**TASK PROMPT**
Copy the material below line for line, leaving the pictures out.

Part of a data file
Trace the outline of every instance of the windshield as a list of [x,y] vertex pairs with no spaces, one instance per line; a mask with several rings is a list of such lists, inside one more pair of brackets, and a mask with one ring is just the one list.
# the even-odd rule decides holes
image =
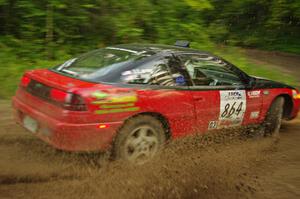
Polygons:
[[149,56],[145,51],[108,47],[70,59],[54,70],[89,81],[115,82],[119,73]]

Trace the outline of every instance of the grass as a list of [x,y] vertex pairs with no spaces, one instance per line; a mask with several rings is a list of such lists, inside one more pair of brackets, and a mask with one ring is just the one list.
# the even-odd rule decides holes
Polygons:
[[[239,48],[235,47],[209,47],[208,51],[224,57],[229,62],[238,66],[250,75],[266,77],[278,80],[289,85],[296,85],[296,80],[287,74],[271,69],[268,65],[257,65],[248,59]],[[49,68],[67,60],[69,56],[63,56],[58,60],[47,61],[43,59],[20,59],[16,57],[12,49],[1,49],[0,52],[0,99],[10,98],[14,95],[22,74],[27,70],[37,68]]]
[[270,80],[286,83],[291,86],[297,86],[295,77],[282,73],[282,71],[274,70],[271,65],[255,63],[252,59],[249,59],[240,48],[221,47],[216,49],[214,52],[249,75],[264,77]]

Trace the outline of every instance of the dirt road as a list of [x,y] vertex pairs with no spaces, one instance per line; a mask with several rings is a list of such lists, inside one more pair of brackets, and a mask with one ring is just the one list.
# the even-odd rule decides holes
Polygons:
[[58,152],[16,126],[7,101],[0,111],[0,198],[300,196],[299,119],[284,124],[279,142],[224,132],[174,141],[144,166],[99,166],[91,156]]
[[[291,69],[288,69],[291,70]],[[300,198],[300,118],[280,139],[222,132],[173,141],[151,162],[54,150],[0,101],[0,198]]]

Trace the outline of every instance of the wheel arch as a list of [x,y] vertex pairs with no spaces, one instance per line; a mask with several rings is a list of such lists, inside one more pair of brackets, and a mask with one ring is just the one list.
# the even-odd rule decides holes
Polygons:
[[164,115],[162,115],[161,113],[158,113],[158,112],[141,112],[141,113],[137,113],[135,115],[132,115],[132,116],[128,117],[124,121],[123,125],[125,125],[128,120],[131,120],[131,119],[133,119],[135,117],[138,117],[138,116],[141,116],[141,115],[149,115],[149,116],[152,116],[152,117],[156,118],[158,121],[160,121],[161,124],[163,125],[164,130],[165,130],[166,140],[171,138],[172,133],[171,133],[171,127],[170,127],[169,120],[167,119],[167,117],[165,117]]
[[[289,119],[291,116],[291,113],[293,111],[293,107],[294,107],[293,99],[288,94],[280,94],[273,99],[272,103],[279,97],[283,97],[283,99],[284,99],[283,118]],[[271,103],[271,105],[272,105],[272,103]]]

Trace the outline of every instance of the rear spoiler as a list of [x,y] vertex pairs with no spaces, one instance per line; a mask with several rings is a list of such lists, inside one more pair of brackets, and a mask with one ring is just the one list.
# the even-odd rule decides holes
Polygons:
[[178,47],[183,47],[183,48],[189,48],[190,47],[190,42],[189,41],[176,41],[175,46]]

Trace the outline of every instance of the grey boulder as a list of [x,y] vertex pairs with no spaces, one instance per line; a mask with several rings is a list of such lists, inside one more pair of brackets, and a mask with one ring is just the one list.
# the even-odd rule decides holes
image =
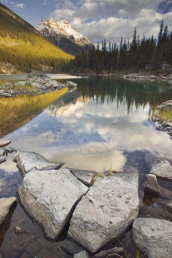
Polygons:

**TASK OUTPUT**
Trace the outline of every instance of the windshield as a list of [x,y] vertex pairs with no spaces, one instance per line; a mask with several rings is a list of such lists, inside one more pair of brackets, and a mask with one ring is just the one list.
# the even-odd rule decides holes
image =
Polygons:
[[149,56],[145,51],[108,47],[70,59],[54,70],[89,81],[115,82],[119,73]]

Trace the outline of every instance of the grass as a list of [x,y] vertex pairs with no spaces, one instance per line; a mask with several rings is a list of such lists, inside one more pair of brackets, and a mask with one ring is just the one list.
# the even-odd rule decides holes
Polygons:
[[[239,48],[235,47],[209,47],[208,51],[224,57],[229,62],[238,66],[250,75],[266,77],[278,80],[289,85],[296,85],[296,80],[287,74],[271,69],[268,65],[257,65],[248,59]],[[49,68],[67,60],[69,56],[63,56],[58,60],[47,61],[43,59],[20,59],[16,57],[12,49],[1,49],[0,52],[0,99],[10,98],[14,95],[22,74],[27,70],[37,68]]]
[[270,80],[286,83],[291,86],[297,86],[295,77],[282,73],[282,71],[274,70],[271,65],[255,63],[252,59],[249,59],[240,48],[221,47],[216,49],[214,52],[249,75],[264,77]]

Trace the outline of every instance of the dirt road as a list of [x,y] vertex pairs with no spaces, one instance per line; a mask with several rings is a list of such lists, inside one more pair of brackets, and a mask with one ring is just the one list.
# the even-odd rule decides holes
Polygons:
[[58,152],[16,126],[7,101],[0,111],[0,198],[300,196],[299,119],[284,124],[279,142],[224,132],[174,141],[144,166],[99,166],[91,156]]
[[[291,69],[288,69],[291,70]],[[300,198],[300,118],[280,139],[222,132],[173,141],[151,162],[54,150],[0,101],[0,198]]]

Trace the outline of every instance of the wheel arch as a list of [x,y] vertex pairs with no spaces, one instance per line; a mask with several rings is a list of such lists, inside one more pair of brackets, and a mask with one ring is just the one list.
# the even-odd rule decides holes
Polygons:
[[164,115],[162,115],[161,113],[158,113],[158,112],[141,112],[141,113],[137,113],[135,115],[132,115],[132,116],[128,117],[124,121],[123,125],[125,125],[128,120],[131,120],[131,119],[133,119],[135,117],[138,117],[138,116],[141,116],[141,115],[149,115],[149,116],[152,116],[152,117],[156,118],[158,121],[160,121],[161,124],[163,125],[164,130],[165,130],[166,140],[171,138],[172,133],[171,133],[171,127],[170,127],[169,120],[167,119],[167,117],[165,117]]
[[[289,119],[291,116],[291,113],[293,111],[293,107],[294,107],[293,99],[288,94],[280,94],[273,99],[272,103],[279,97],[283,97],[283,99],[284,99],[283,118]],[[271,103],[271,105],[272,105],[272,103]]]

Trace the outline of every instance of the rear spoiler as a list of [x,y] vertex pairs with no spaces, one instance per line; a mask with several rings is a list of such lists, inside one more pair of brackets, and a mask with one ring is just the one list.
# the even-odd rule decides holes
Polygons:
[[178,47],[183,47],[183,48],[189,48],[190,47],[190,42],[189,41],[176,41],[175,46]]

Trace the outline of every instance of the grey boulder as a list of [x,y] vertex pairs with no spaces, one instance per line; a mask with several rings is a list of such lists, inside one more pair of brackets, and a mask with one ring is just the one list.
# the even-odd rule decides holes
image =
Polygons:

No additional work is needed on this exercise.